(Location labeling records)
###

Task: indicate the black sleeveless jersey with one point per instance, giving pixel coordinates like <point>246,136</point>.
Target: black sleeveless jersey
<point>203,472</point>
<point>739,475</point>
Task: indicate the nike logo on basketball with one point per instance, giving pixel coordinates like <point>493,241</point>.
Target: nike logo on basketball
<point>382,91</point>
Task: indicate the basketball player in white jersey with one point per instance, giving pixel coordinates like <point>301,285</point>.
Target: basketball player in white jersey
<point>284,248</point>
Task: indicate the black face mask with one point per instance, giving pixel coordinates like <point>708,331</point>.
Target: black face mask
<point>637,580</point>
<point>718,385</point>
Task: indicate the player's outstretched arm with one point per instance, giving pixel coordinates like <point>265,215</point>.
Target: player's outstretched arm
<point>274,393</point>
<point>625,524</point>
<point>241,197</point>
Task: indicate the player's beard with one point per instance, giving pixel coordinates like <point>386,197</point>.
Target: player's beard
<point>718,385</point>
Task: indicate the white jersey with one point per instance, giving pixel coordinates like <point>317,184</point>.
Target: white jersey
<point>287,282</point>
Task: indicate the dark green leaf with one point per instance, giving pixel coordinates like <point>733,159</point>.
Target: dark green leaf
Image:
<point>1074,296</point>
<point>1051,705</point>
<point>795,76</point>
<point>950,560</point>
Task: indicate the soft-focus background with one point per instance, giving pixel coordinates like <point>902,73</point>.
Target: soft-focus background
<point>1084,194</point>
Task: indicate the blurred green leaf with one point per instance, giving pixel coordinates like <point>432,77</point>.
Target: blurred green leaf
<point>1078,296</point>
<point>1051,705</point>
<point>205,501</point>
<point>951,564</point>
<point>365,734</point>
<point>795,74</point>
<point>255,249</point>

###

What to do - Lay out every line of the material above as a numbered list, omitting blank lines.

Task response -
1. Task: indicate the black sleeveless jersey with one point per instance, giving pixel coordinates like <point>246,136</point>.
2. Target: black sleeveless jersey
3. <point>203,472</point>
4. <point>739,475</point>
5. Task: indicate the nike logo on basketball with one point per instance, giving pixel coordinates like <point>493,241</point>.
6. Target: nike logo on basketball
7. <point>382,91</point>
8. Task: indicate the basketball player in white jersey with one point per instance, giving pixel coordinates like <point>301,285</point>.
9. Target: basketball player in white jersey
10. <point>284,248</point>
11. Task: indicate the black face mask with one point per instance, giving pixel coordinates like <point>708,331</point>.
12. Target: black face mask
13. <point>637,580</point>
14. <point>718,385</point>
15. Task: indicate the player's outstretched arm with one point per instance, giving pixel coordinates like <point>265,215</point>.
16. Target: player's outstretched arm
17. <point>274,393</point>
18. <point>625,524</point>
19. <point>241,197</point>
20. Task: indicate the player's beard with one point per instance, giving pixel coordinates like <point>386,197</point>.
21. Target: player's beard
22. <point>718,385</point>
23. Task: indicate the white jersey with one point per instance, giving pixel coordinates like <point>317,184</point>.
24. Target: white jersey
25. <point>287,282</point>
26. Task: indicate the dark green leaf with one point per instance, giving pixel coordinates like <point>733,159</point>.
27. Target: dark green leaf
28. Image:
29. <point>1074,296</point>
30. <point>1051,705</point>
31. <point>795,76</point>
32. <point>950,560</point>
33. Task: indicate the soft-focus background with one point per instance, giving pixel coordinates like <point>902,73</point>.
34. Target: soft-focus background
35. <point>1084,194</point>
36. Task: indicate the blurred green leaf with one point per instance, giving pixel coordinates like <point>432,77</point>.
37. Target: blurred green leaf
38. <point>1078,296</point>
39. <point>1051,705</point>
40. <point>205,501</point>
41. <point>951,564</point>
42. <point>365,734</point>
43. <point>795,74</point>
44. <point>255,249</point>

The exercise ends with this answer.